Transcribe the data below verbatim from the line with "the car windshield." to the line with "the person's hand.". Include both of those lines.

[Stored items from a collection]
------------------------------

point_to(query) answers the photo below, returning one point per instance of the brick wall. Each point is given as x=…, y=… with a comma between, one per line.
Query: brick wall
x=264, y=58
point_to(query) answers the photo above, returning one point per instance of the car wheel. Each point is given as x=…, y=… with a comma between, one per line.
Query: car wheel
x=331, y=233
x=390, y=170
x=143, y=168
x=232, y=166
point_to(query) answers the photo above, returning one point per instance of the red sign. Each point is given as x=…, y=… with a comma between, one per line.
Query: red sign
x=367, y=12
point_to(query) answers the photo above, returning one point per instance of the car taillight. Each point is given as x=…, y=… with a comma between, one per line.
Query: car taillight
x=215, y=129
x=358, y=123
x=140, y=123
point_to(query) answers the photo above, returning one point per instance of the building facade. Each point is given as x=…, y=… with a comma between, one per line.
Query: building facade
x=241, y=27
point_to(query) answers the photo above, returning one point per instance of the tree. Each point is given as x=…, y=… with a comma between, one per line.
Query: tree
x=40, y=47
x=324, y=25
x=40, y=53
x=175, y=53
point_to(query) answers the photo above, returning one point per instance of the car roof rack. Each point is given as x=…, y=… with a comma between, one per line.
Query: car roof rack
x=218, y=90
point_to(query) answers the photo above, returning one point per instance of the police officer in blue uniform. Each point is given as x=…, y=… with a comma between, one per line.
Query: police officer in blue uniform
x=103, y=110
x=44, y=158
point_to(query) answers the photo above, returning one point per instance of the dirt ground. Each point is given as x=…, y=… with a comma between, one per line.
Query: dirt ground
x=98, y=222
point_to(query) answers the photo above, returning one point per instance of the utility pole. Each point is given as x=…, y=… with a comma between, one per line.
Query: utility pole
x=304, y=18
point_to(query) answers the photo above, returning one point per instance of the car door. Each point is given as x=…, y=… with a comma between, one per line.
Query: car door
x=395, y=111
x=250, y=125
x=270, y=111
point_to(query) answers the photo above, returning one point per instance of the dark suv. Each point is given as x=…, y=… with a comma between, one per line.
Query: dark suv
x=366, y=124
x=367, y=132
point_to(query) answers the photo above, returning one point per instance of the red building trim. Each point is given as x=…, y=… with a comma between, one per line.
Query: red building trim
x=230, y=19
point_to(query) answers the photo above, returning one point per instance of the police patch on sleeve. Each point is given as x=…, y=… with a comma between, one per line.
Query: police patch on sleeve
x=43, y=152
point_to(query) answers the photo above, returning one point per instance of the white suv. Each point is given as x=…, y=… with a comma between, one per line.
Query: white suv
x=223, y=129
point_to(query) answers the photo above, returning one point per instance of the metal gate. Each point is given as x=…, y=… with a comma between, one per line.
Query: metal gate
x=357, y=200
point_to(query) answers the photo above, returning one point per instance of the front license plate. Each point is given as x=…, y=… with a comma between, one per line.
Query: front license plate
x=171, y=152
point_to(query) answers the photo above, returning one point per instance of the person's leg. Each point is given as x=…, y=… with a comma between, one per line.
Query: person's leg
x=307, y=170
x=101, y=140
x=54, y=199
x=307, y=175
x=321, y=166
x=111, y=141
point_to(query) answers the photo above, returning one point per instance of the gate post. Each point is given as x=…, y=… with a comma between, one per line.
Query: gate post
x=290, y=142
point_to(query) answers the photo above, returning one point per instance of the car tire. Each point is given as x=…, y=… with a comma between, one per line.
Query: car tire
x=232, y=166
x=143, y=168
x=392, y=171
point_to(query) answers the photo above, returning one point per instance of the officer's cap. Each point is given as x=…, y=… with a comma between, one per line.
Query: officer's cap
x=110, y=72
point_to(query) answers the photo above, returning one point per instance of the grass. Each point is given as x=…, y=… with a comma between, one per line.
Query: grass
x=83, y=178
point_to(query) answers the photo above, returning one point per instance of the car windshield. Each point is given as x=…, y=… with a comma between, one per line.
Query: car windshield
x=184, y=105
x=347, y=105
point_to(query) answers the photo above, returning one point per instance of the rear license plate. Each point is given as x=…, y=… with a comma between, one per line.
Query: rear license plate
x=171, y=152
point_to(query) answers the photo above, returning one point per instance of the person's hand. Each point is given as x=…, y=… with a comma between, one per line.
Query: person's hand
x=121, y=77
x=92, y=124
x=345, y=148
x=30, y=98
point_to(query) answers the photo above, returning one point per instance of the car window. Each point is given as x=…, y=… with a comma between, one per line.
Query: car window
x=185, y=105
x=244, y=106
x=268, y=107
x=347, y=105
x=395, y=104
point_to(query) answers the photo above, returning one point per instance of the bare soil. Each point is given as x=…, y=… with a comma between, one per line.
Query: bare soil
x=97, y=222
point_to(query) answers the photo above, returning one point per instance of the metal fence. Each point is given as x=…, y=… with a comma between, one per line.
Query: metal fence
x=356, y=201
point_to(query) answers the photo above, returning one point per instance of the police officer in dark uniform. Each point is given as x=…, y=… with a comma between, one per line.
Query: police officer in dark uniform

------------------------------

TASK SOLUTION:
point_to(query) answers the photo above, returning one point per instance of the car windshield. Each point is given as x=…, y=… with a comma between, one per line.
Query: car windshield
x=184, y=105
x=347, y=105
point_to(query) answers the photo above, returning one point per instance of the rear license plate. Each point is given as x=…, y=… with a comma between, one per line.
Query: rear license plate
x=171, y=152
point_to(query) answers the photo above, returning one point per instance of the person's hand. Each point is given as x=…, y=… with a comma between, one per line.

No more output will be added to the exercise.